- Problem to work on -
Give back only the lines in the records below from the one with "Target: palm tree trunk" to the one with "Target: tree shadow on grass", both inclusive, word for word.

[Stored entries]
************
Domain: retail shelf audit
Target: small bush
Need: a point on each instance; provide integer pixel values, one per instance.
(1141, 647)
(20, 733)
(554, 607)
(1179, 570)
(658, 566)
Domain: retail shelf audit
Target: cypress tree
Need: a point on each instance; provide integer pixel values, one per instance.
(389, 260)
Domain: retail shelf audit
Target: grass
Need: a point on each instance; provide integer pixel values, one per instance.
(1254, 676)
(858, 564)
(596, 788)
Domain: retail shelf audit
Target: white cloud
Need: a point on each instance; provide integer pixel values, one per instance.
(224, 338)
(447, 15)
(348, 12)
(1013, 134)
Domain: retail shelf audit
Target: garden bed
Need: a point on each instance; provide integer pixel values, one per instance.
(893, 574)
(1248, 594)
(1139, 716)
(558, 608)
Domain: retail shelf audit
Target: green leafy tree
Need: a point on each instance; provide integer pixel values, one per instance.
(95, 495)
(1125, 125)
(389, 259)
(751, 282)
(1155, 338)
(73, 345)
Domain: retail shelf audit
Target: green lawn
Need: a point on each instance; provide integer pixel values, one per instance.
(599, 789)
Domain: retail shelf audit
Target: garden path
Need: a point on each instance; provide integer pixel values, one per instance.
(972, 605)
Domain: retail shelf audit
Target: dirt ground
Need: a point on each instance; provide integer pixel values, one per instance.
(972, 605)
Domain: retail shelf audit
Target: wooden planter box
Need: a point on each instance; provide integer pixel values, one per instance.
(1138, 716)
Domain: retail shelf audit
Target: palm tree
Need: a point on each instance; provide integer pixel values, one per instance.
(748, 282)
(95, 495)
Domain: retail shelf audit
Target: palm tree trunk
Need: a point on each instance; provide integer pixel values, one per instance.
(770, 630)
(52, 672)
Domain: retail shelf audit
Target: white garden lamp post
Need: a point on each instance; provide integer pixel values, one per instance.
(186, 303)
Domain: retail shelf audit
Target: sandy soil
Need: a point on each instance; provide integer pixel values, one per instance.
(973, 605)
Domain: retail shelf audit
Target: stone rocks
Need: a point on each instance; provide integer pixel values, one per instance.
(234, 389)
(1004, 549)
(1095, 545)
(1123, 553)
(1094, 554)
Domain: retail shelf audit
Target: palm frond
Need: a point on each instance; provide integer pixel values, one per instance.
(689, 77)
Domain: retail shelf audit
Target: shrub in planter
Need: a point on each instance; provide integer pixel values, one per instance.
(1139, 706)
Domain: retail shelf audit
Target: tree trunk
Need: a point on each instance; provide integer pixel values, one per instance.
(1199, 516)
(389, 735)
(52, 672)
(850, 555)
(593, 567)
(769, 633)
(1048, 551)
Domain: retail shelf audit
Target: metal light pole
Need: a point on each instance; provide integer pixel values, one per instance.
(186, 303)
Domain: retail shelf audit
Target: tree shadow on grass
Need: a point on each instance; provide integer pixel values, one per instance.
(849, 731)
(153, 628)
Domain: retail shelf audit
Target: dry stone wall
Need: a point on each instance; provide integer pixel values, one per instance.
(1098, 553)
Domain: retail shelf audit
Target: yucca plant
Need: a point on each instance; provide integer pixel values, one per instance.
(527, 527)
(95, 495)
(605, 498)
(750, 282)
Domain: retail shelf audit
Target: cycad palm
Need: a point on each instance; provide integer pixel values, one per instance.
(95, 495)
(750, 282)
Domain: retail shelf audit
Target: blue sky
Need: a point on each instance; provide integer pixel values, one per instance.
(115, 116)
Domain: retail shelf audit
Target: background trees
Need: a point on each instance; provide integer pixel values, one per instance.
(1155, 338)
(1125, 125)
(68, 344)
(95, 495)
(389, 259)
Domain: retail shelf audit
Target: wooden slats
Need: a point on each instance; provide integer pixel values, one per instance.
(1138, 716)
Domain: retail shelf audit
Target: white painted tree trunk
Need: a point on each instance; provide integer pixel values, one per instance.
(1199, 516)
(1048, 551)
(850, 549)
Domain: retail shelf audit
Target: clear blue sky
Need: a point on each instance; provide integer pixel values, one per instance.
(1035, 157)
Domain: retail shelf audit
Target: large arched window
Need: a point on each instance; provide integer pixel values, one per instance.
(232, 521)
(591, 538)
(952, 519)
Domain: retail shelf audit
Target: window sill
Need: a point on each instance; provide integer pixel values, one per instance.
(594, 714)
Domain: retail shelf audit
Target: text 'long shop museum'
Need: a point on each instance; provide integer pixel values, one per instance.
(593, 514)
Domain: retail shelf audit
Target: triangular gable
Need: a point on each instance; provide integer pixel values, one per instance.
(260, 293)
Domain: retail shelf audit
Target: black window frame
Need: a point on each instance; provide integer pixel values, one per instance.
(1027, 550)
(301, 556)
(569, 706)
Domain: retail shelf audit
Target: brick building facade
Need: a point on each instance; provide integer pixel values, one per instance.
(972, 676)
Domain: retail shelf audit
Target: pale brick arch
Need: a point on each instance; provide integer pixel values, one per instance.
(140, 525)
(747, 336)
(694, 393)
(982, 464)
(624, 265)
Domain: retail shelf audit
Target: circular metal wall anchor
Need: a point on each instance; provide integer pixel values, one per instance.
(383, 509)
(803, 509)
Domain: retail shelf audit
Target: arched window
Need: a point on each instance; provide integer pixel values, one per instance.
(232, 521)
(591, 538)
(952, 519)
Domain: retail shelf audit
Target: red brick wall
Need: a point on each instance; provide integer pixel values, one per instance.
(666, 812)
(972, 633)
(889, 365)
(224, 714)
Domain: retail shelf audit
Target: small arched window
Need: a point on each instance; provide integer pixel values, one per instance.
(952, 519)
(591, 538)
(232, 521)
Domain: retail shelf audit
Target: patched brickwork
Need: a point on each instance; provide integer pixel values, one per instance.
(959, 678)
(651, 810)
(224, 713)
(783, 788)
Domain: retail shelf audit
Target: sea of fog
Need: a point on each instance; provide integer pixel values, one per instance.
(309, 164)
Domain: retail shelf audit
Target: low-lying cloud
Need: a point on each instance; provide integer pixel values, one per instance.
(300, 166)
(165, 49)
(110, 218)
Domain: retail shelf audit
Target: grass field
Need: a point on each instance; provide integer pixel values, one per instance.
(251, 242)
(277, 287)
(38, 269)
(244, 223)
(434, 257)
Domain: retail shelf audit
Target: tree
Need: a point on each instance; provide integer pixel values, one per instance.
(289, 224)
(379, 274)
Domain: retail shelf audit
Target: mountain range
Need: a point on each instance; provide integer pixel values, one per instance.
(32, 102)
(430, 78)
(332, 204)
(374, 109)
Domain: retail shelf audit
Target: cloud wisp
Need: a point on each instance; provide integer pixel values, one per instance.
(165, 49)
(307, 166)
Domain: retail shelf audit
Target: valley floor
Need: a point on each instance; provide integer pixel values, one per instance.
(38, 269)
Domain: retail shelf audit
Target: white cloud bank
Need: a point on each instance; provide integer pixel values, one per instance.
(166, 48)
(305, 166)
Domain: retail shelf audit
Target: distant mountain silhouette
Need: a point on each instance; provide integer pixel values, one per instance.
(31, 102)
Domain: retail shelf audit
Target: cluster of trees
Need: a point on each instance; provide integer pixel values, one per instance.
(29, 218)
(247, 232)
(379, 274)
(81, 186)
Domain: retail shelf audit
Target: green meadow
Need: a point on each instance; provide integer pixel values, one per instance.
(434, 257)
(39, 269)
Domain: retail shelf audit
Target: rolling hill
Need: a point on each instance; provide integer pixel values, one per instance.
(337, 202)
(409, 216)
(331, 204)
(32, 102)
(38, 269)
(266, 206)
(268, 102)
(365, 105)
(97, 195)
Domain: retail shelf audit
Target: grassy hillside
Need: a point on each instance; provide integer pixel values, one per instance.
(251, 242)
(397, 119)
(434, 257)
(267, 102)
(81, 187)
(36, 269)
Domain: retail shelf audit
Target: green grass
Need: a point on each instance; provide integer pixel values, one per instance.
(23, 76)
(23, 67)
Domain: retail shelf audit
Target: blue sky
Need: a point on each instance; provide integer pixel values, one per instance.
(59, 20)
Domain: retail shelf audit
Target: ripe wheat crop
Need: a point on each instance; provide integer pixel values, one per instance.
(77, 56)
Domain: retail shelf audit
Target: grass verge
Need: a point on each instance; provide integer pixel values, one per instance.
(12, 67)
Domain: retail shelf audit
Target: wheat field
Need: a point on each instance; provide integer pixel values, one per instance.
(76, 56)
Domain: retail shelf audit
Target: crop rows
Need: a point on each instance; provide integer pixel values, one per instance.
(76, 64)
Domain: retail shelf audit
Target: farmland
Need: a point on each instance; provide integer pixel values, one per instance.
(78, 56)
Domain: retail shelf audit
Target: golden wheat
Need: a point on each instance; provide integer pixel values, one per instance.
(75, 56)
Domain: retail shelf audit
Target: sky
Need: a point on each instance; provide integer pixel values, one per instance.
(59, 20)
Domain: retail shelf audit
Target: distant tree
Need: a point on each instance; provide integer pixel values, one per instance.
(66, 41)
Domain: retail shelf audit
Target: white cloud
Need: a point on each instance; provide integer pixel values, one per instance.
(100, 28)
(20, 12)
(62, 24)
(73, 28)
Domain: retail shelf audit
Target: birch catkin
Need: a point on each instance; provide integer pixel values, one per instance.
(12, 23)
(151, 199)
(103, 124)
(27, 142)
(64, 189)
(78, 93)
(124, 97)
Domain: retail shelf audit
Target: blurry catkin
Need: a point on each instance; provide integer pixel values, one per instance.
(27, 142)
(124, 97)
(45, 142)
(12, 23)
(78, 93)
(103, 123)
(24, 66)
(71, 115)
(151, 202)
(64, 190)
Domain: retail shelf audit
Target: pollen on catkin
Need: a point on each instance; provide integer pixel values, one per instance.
************
- Your solution -
Target: palm tree trunk
Need: a point on each instance; provide integer pixel values, one per instance.
(770, 630)
(52, 672)
Domain: retail shelf audit
Target: white garden lamp post
Need: a point on each instance; provide integer pixel values, one per instance.
(186, 303)
Domain: retail shelf audit
Target: sandy soil
Need: a point on each instance; provide integer pixel values, one per instance.
(973, 605)
Domain: retail shelf audit
Target: stone rocks
Need: a point on each instance; provide integer pixel values, one per instance.
(234, 389)
(1004, 549)
(1095, 545)
(1123, 553)
(1094, 554)
Domain: retail shelf audit
Target: palm frond
Need: a point on each instance; provide integer pixel values, one per instance.
(689, 77)
Domain: retail shelf audit
Target: shrub in planter
Need: a point on each instance; provide integer pixel values, one per instance.
(1139, 706)
Domain: retail shelf audit
Target: tree trunk
Need: a point on each instance; provide integer pixel values, one per instance.
(1199, 516)
(389, 735)
(52, 672)
(850, 555)
(593, 567)
(769, 633)
(1048, 551)
Domain: retail shelf audit
Target: metal light pole
Need: a point on each instance; provide integer pixel values, one per instance.
(186, 303)
Domain: retail shelf audit
Target: tree shadow on grass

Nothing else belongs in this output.